- **Challenge**: Return the data below word for word, starting at the line that contains "the tree trunk" and ending at the last line of the data.

Saved data entries:

* * * * * * * * *

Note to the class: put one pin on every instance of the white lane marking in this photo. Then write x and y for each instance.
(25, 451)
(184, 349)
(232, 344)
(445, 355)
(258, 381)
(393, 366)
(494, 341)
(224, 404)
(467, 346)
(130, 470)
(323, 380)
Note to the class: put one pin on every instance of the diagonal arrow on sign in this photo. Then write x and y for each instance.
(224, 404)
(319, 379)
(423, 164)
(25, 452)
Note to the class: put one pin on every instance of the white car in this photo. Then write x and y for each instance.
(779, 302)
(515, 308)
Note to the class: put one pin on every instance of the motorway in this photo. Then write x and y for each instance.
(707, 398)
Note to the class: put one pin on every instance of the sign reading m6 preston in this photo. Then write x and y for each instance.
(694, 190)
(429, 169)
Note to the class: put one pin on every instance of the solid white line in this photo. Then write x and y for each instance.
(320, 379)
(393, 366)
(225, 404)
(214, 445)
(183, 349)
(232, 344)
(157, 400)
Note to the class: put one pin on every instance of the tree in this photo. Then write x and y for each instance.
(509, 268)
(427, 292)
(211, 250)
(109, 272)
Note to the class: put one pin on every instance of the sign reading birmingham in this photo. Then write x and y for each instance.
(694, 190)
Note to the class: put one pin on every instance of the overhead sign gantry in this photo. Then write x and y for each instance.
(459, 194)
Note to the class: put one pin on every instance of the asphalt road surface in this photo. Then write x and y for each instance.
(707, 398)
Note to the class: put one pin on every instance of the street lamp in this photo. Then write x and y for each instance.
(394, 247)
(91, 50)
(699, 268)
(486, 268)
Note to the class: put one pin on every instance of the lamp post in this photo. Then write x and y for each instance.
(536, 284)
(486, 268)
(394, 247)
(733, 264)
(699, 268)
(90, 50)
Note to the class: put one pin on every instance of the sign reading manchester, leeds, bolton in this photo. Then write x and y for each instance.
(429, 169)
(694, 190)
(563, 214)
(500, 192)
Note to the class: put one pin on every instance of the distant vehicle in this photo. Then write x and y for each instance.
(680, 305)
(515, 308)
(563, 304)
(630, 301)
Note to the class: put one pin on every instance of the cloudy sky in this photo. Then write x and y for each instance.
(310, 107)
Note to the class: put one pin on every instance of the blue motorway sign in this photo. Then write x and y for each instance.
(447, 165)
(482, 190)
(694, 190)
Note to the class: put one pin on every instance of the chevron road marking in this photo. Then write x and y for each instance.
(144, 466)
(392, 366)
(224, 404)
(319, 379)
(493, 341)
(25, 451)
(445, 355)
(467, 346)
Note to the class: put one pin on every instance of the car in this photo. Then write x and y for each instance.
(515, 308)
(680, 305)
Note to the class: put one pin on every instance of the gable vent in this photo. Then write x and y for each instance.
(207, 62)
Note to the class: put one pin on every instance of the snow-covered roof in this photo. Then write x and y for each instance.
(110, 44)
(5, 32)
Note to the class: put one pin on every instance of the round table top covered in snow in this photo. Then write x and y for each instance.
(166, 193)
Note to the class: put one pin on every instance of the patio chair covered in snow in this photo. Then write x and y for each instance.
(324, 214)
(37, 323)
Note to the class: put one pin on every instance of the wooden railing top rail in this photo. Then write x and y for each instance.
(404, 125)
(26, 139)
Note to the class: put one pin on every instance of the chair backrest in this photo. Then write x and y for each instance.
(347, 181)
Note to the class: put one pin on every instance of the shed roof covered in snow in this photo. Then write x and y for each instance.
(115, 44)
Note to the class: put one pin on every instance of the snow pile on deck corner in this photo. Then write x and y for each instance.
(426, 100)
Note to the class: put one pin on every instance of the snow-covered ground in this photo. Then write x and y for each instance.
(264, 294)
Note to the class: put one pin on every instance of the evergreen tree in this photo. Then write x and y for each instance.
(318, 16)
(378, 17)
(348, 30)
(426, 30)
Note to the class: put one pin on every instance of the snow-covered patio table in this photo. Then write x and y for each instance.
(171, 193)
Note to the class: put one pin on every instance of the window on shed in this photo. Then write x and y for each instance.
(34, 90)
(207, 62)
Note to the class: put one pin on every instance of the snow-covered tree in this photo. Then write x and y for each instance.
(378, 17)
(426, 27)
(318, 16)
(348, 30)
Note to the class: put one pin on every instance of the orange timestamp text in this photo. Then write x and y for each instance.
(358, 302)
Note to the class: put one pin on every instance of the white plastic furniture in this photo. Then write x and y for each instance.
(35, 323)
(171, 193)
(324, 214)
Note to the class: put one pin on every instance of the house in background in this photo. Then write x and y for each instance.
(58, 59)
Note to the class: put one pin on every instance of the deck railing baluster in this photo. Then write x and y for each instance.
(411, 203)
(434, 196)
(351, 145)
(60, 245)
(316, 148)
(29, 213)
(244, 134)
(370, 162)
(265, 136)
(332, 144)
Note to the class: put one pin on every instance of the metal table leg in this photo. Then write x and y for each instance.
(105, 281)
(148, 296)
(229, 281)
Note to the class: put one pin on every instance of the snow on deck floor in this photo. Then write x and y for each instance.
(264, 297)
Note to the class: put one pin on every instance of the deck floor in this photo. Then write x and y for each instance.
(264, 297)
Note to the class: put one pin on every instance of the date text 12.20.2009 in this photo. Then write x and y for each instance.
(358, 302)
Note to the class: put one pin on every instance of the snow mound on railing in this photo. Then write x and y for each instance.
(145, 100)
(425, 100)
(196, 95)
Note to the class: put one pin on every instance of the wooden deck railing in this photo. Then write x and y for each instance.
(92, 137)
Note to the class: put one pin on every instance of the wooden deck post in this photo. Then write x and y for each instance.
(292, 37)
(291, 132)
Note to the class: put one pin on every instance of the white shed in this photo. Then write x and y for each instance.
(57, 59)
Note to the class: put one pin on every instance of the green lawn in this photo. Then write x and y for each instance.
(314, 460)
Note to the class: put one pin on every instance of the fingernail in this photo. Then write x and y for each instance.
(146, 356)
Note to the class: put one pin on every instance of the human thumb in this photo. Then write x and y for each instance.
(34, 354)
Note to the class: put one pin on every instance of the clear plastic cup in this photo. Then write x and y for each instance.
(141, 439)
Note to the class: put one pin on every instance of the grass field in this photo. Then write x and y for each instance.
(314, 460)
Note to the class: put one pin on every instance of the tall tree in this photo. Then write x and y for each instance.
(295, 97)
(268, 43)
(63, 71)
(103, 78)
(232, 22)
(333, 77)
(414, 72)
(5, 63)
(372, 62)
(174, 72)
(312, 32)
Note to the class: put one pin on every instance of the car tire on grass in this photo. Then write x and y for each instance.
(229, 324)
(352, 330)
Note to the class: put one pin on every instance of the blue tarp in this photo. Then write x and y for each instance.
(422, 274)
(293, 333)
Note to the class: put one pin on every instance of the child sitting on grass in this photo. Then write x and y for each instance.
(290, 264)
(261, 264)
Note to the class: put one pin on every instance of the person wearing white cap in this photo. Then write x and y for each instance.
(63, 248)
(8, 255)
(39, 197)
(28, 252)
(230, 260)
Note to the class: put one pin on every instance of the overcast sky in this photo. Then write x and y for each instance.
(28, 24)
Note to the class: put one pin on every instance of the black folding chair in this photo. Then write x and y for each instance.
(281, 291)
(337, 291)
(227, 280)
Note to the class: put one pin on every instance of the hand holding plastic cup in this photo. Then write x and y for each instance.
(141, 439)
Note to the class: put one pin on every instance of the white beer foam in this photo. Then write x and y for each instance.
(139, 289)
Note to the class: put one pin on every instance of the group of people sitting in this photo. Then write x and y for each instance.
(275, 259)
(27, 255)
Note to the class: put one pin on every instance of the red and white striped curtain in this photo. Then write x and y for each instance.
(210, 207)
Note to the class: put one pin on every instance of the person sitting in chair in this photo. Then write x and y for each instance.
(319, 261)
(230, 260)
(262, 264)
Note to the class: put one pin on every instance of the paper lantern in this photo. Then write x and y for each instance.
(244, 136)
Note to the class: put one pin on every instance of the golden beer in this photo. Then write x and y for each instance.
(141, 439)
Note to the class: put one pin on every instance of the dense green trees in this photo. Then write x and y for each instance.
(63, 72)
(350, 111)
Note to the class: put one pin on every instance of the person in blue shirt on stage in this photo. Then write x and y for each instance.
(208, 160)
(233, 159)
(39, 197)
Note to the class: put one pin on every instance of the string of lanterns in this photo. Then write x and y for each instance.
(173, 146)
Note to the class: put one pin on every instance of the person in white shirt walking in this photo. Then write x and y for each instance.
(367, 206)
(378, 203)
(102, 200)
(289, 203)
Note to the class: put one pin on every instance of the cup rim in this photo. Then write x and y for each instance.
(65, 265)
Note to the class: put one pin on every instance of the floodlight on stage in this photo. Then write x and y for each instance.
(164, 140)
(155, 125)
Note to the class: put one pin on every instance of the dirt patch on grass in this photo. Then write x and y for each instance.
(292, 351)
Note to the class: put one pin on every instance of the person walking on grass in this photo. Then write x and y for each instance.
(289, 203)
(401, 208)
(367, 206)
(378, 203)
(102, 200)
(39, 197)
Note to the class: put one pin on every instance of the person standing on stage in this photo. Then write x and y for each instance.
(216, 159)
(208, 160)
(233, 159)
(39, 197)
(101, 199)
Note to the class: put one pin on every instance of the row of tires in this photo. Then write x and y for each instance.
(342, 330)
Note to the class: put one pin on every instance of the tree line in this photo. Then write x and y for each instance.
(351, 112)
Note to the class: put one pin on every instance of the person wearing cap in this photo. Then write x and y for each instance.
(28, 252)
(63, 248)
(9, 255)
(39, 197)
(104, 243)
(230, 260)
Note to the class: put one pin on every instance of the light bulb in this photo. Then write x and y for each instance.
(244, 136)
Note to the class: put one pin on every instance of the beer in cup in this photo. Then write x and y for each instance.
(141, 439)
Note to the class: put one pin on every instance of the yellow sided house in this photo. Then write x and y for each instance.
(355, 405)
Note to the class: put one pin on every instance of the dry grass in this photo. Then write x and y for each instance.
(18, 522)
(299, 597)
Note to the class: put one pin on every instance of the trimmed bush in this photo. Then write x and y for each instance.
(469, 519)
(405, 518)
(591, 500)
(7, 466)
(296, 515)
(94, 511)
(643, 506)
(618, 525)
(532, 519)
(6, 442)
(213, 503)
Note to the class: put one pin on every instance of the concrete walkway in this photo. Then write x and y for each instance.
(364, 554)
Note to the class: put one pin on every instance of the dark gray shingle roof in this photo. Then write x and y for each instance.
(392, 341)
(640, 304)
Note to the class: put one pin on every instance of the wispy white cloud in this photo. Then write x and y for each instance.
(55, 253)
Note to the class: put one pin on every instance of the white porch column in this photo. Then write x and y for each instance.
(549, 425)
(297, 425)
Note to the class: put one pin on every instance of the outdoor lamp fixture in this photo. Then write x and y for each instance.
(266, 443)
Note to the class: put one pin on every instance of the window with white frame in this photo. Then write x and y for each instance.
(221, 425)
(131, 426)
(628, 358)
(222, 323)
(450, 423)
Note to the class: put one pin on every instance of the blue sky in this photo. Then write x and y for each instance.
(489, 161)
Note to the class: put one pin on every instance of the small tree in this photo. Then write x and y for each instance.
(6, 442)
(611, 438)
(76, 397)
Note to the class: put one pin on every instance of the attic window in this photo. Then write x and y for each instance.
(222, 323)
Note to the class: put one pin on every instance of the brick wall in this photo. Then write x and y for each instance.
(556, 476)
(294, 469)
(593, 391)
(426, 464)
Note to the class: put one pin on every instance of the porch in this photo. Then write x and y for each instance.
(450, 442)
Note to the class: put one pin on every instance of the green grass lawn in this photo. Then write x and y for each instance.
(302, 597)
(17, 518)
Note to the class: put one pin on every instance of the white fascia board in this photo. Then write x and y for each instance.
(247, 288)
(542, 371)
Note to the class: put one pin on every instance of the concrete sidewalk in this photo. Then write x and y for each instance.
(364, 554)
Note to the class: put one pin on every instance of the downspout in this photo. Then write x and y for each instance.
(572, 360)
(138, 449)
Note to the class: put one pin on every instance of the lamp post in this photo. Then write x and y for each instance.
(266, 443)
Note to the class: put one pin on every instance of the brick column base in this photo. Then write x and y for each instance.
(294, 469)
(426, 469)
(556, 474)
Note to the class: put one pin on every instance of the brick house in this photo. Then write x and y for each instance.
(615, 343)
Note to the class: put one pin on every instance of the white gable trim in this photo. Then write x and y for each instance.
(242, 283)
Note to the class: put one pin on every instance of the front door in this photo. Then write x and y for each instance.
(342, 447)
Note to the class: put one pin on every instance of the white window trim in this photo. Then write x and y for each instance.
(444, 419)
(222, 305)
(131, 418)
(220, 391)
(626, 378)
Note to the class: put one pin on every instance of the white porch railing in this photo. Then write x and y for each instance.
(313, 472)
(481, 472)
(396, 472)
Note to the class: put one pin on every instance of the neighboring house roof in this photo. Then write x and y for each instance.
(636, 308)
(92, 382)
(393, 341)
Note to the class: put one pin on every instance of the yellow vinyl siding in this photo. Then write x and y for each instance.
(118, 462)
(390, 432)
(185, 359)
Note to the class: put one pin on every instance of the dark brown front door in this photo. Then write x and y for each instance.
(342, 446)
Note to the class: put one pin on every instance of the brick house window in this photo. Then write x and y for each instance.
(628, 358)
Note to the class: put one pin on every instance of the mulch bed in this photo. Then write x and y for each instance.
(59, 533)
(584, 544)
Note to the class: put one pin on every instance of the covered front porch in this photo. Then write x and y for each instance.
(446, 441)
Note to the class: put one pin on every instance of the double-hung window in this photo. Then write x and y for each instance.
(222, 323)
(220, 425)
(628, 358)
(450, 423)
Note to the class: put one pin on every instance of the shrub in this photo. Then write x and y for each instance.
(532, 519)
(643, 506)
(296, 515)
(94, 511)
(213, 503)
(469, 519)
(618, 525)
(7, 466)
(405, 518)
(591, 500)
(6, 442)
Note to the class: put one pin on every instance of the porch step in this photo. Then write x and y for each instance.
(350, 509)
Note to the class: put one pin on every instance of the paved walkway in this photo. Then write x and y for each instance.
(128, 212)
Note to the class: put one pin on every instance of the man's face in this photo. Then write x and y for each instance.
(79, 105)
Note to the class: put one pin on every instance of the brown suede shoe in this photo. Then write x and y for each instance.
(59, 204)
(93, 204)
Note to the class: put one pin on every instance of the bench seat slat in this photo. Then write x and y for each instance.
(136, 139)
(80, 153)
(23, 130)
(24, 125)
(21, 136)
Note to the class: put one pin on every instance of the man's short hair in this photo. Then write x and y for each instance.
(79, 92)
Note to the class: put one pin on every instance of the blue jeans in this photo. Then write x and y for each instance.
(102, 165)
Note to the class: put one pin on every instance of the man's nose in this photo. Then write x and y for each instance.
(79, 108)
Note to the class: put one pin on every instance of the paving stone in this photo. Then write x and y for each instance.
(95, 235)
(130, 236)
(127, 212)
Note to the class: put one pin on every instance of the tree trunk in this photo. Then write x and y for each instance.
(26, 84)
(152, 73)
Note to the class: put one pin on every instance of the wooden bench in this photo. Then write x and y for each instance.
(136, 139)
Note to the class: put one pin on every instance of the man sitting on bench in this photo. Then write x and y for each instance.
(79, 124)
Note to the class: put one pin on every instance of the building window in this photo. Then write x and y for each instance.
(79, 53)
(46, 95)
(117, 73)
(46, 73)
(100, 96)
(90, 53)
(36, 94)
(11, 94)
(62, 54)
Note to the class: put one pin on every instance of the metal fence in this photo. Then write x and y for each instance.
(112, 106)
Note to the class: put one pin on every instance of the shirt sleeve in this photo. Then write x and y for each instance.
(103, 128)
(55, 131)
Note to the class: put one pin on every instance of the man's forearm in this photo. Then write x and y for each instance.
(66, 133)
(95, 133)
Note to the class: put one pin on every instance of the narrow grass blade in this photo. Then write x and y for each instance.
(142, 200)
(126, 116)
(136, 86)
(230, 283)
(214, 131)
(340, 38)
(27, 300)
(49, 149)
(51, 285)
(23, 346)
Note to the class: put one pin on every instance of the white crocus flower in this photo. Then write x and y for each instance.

* * * * * * * * *

- **Result of the task**:
Note to the class: put one pin on every instance of the tree trunk in this photo. Then write x and y for each instance.
(26, 84)
(152, 73)
Note to the class: put one pin on every instance of the wooden bench in this photo. Then write x and y for each instance.
(136, 139)
Note to the class: put one pin on every instance of the man sitting on bench in this photo. Then write x and y for each instance.
(79, 124)
Note to the class: put one pin on every instance of the building window in this photo. Then write x and y for each instance.
(79, 53)
(46, 95)
(117, 73)
(46, 73)
(100, 96)
(90, 53)
(36, 94)
(11, 94)
(62, 54)
Note to the class: put one pin on every instance of the metal fence in this photo. Then write x and y for each instance.
(112, 106)
Note to the class: put one pin on every instance of the shirt sleeve in this photo. Then write x and y for each instance.
(103, 128)
(55, 131)
Note to the class: put one pin on every instance of the man's forearm in this photo. Then write x and y for each instance.
(66, 133)
(95, 133)
Note to the class: put one pin on every instance of the narrow grass blade in this photo. Then write x and y for each instance.
(142, 200)
(126, 116)
(136, 86)
(230, 283)
(214, 131)
(340, 38)
(27, 300)
(49, 149)
(51, 285)
(23, 346)
Note to the class: put one pin on every instance of the white crocus flower in this photo. Then write x and y for each instance.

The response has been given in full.